(Given text begins)

The study found that people who had normal blood pressure developed heart disease later in life than people with high blood pressure. The study has been published in the current issue of Hypertension: Journal of the American Heart Association. It followed up 3128 people who celebrated their 50th birthday while enrolled in the Framingham Heart Study, which looks at risk factors for heart disease. The Framingham Heart Study was started in Massachusetts in 1948 to look at risk factors for heart disease.

It was the first study of a large and continuously monitored group showing the effect of high blood pressure on life expectancy overall and on life expectancy in people with cardiovascular disease, heart attack and stroke.

The research showed that people with normal blood pressure lived five years longer on average than people with high blood pressure and on average developed cardiovascular disease (or died) 7.2 years later.

Research team member Dr Anna Peeters, from the Monash University Department of Epidemiology and Preventive Medicine, said the study provided clear evidence that preventing high blood pressure could prolong life and lead to a better quality of life in later years.

(Given text ends)

● Activity list:
A) Quote the stretch of the blood pressure passage from "Research team member" through "in later years.".
B) In the blood pressure passage, how many more years did people with normal blood pressure live on average than people with high blood pressure?
C) Write what comes next in the blood pressure passage, picking up after its final sentence.
The records after this point come from a different source than the blood pressure passage.

(The data begins)

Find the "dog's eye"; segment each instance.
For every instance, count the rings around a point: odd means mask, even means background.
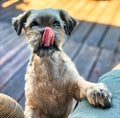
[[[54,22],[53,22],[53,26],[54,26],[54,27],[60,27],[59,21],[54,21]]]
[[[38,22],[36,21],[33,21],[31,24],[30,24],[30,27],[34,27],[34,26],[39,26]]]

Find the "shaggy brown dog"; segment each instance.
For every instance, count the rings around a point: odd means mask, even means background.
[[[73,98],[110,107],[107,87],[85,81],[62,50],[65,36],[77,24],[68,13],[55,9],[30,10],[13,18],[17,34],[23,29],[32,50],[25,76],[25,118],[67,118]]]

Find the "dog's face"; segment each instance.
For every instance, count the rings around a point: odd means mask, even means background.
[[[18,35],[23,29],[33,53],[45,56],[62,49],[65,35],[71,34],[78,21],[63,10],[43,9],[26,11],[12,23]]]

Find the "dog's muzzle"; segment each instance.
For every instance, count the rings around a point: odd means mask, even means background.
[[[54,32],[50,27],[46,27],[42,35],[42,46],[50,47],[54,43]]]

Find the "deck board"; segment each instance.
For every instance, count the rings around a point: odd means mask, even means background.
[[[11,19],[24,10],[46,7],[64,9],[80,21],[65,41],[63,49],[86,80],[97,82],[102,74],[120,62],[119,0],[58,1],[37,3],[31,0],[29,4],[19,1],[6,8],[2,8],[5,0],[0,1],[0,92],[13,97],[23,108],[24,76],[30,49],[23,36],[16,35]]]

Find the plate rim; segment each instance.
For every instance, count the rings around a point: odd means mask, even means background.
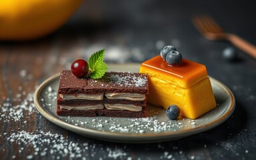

(The data ends)
(The data begins)

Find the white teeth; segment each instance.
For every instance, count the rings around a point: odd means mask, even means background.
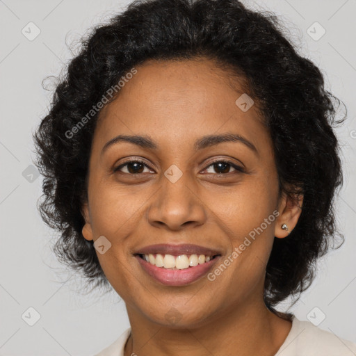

(The data ends)

● Replies:
A)
Research team member Dr Anna Peeters, from the Monash University Department of Epidemiology and Preventive Medicine, said the study provided clear evidence that preventing high blood pressure could prolong life and lead to a better quality of life in later years.

B) Five years.

C)
"What is really surprising is the unexpectedly large number of years difference in life expectancy between those with hypertension and those without," she said.

"And while those with lower blood pressure lived longer, they also lived healthier lives."

"So, by preventing hypertension you would have a much higher life expectancy and a lower risk of cardiovascular disease," Dr Peeters said.

The study was based at Erasmus University Rotterdam, in The Netherlands and involved members from Monash University, the Federal Knowledge Center for Health Care in Belgium, and the Scientific Institute of Public Health, Belgium.

For further information contact:
Diane Squires
media@adm.monash.edu.au
61-39-905-9315
Research Australia
(Source: www.eureka alert.org)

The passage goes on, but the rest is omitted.